## [SET PROBLEM]
Continue the passage below on how negation affects the processing of action-related and abstract sentences, picking up right after its final sentence.

## [EXTRACT TO READ]
----------
Further support for the argument that negation deactivates concepts in its scope comes from studies investigating the comprehension of negated action-related sentences. Negation reduces differences between action-related and abstract concepts and therefore seems to modulate so-called embodiment effects.
For example, Tettamanti et al. (2008) investigated the modulation of negation on the neural representations of action-related and abstract concepts. Hence, they tested whether the impact of negation on the neural responses elicited by the negated propositions is dependent on the semantic field. Their stimuli consisted of action-related (e.g., Adesso io/non premo il bottone. (Now I/not push the button)) or abstract (Ora io/non apprezzo la fedeltà (Now I/not appreciate the loyality)) sentences.
Assuming that negation leads to reduced access to neural representations of the negated proposition for a negative compared to an affirmative action-related sentence, we would expect a reduced activation in the left front-parietal-temporal system, which is the region that is assumed to be activated for the representation of actions (Tettamanti et al., 2008). Instead, for the comparison of affirmative and negative abstract sentences we would expect reduced activity in the posterior cingulate cortex for negative sentences. Tettamanti et al. (2008) report an increased signal in the left ventral inferior frontal gyrus, the left inferior and middle temporal gyri, and the posterior cingulate cortex for abstract compared to action-related sentences. For negative abstract sentences, the authors observe a deactivation of the posterior cingulate cortex, whereas they observe a reduction of activation and connection strength within left-hemispheric front-parietal-temporal regions for the action-related sentences. The effects for action-related vs. abstract sentences were stronger for affirmative than for negative sentences. Furthermore, the activity level in pallid-cortical areas was lower for negated compared to affirmative sentences, irrespective of the semantic type of sentence.
According to Tettamanti et al. (2008), their results support the idea of reduced access to negated information but do not support the assumption of an increased processing load for negative sentences. Furthermore, the results, especially the reduction in the left front-parieto-temporal system, suggest that negated action-related sentences lead to a weaker activation of the action-representation system, supporting the embodied view of language representations. Additionally, they argue that deactivation in the left pallidum is an indication of reduced semantic processing in the case of negative sentences, which is compatible with the reduced accessibility hypothesis. The main result of this line of research on embodiment effects and negation is that the differences between action-related and abstract affirmative sentences disappear in negative sentences. See also Alemanno et al. (2012), Bartoli et al. (2013), and Papeo et al. (2016). As a result some researchers even argue that the meaning of negation is grounded on disembodiment effects (Bartoli et al., 2013; Pulvermüller, 2018).
----------
## [DATA EXTRACT]
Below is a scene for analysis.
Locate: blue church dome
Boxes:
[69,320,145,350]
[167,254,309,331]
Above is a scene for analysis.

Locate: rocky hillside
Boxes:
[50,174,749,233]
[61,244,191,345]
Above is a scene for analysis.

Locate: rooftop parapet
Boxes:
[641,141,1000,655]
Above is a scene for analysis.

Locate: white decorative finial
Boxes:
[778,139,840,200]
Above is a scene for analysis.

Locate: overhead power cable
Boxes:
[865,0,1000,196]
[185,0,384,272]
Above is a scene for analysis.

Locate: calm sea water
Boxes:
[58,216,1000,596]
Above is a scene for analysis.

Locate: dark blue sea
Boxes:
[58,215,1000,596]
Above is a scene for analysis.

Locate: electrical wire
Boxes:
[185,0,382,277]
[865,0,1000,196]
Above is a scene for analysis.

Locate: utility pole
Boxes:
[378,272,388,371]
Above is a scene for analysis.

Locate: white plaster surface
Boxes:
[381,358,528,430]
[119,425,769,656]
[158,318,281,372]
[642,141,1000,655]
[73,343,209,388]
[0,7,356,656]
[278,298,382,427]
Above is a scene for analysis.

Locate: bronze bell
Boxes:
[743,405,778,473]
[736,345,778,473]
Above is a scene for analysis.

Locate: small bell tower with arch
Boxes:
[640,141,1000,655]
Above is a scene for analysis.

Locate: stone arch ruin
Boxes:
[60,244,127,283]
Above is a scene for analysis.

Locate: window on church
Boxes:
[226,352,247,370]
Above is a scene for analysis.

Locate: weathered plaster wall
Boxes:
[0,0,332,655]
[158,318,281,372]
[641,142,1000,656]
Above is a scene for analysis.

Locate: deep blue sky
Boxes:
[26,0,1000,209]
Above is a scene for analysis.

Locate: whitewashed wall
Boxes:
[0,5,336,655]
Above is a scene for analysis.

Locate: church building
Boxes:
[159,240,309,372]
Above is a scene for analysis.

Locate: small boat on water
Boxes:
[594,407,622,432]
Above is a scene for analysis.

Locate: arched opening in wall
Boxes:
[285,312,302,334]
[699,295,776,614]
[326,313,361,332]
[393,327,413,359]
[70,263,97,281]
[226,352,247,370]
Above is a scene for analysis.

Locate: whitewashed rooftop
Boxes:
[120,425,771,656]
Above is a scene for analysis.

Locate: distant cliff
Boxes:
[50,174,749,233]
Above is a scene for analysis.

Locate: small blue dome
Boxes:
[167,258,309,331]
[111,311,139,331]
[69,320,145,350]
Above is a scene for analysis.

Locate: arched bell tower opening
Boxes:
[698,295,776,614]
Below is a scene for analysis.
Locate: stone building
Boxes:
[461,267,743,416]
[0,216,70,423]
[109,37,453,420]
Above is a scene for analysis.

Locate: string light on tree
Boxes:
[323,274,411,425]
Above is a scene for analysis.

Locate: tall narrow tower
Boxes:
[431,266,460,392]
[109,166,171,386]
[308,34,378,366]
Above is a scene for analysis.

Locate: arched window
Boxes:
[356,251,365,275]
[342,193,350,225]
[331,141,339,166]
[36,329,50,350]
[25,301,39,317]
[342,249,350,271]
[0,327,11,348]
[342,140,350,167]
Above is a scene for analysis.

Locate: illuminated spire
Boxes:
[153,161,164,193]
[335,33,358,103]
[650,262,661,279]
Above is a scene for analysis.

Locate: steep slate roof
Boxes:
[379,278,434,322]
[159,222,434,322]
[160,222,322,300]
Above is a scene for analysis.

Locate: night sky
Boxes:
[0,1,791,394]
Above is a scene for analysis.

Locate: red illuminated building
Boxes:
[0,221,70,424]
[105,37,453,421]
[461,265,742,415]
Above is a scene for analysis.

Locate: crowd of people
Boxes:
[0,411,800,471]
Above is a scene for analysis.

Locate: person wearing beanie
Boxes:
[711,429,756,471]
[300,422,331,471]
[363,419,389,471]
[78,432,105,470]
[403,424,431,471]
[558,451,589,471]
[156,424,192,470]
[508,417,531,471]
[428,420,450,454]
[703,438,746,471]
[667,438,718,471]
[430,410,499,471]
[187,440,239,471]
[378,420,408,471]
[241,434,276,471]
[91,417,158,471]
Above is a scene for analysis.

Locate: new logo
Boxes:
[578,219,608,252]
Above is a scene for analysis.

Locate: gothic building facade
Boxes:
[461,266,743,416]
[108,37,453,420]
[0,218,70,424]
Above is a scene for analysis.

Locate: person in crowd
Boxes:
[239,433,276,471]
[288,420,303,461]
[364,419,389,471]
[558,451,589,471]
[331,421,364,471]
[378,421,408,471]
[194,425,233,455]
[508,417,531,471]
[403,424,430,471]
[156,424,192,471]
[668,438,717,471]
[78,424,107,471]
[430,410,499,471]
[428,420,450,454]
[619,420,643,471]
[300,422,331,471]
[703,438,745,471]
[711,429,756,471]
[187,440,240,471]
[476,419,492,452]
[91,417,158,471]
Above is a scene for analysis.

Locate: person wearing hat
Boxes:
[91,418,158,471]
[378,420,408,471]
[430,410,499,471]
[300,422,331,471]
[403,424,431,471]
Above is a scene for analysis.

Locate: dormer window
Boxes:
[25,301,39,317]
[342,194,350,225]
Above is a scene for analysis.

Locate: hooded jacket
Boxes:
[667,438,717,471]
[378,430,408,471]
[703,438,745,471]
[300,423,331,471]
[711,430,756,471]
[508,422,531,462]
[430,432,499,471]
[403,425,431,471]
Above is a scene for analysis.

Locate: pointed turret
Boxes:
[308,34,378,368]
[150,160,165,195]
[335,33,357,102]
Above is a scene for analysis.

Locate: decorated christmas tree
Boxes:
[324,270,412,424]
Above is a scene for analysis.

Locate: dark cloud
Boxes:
----------
## [EXPECTED ANSWER]
Further support for the argument that the negated representation is activated in a first step and later inhibited and replaced by the representation of the affirmative alternative, as is defended by the two-step theory of negation comprehension (Clark and Chase, 1972; Carpenter and Just, 1975; Kaup et al., 2006, 2007; Lüdtke et al., 2008), comes from studies that included a manipulation of stimuli presentation times in their design where in one condition of for example a sentence-picture verification paradigm the picture is presented early after the sentence and only about 500 or more milliseconds later in another condition. For example, in Kaup et al. (2007), pictures were presented either 750 ms or 1500 ms after the sentence. For the short-delay condition (750 ms) responses were faster when an affirmative sentence was followed by a picture that matched the actual state of affairs (that is, the affirmative alternative) compared with a picture that mismatched (that is, showing the negated situation). No such difference was found for negative sentences in the short-delay conditions. However, in the late-delay (1500 ms) conditions responses were faster when a negative sentence was followed by a picture that matched the actual state of affairs compared with a picture that mismatched this state of affairs. No such difference was found for the affirmative versions. Kaup et al. (2007) took this difference for the short- and long-delay conditions as an indicator for a two-stage comprehension process in which the comprehenders shift their attention from the negated state of affairs that is then suppressed toward the actual state of affairs at a certain point in time. See also Lüdtke et al. (2008) for an event-related potential study using the same material and the same experimental manipulations.
Direct support for inhibition comes from studies that directly investigated negation and inhibition in Stop-Signal paradigms or Go/No-Go tasks. A recent discovery in this context is the occurrence of a P300-ERP in response to negation. The P300-ERP is a positivity with a typical latency between 250 − 500 ms after the stimulus onset (Polich, 2007) that is commonly elicited in oddball paradigms in response to an infrequent stimulus. It is divided into two subcomponents: The P3a and the P3b. The anterior P3a is sensitive to new stimuli while the posterior P3b is elicited by infrequent target items that are focused or task-related and therefore expected in the experiment (Polich, 2003, 2007). Attention resources (Gray et al., 2004) as well as context updating and working memory updates (Donchin and Coles, 1988) have been argued to be reflected in the P300. Polich (2007) proposes (anterior) stimulus-driven attention processes during task processing to be reflected in the P3a and (posterior) attention-related processes and memory processing to be reflected in the P3b. In addition, he proposes neuroinhibition to be reflected in the P300 whenever a stimulus requires memory operations (Polich, 2007). See Huster et al. (2020) for a metaanalysis. Apart from the P3, the N1 ERP, which is a negative potential occurring around 80 − 120 ms after the stimulus onset, has also been linked to inhibition (see for example Raud and Huster, 2017). Furthermore, several studies have suggested that theta frequency activity plays a key role in inhibitory control (Dippel et al., 2017; Adelhöfer and Beste, 2020; Huster et al., 2020).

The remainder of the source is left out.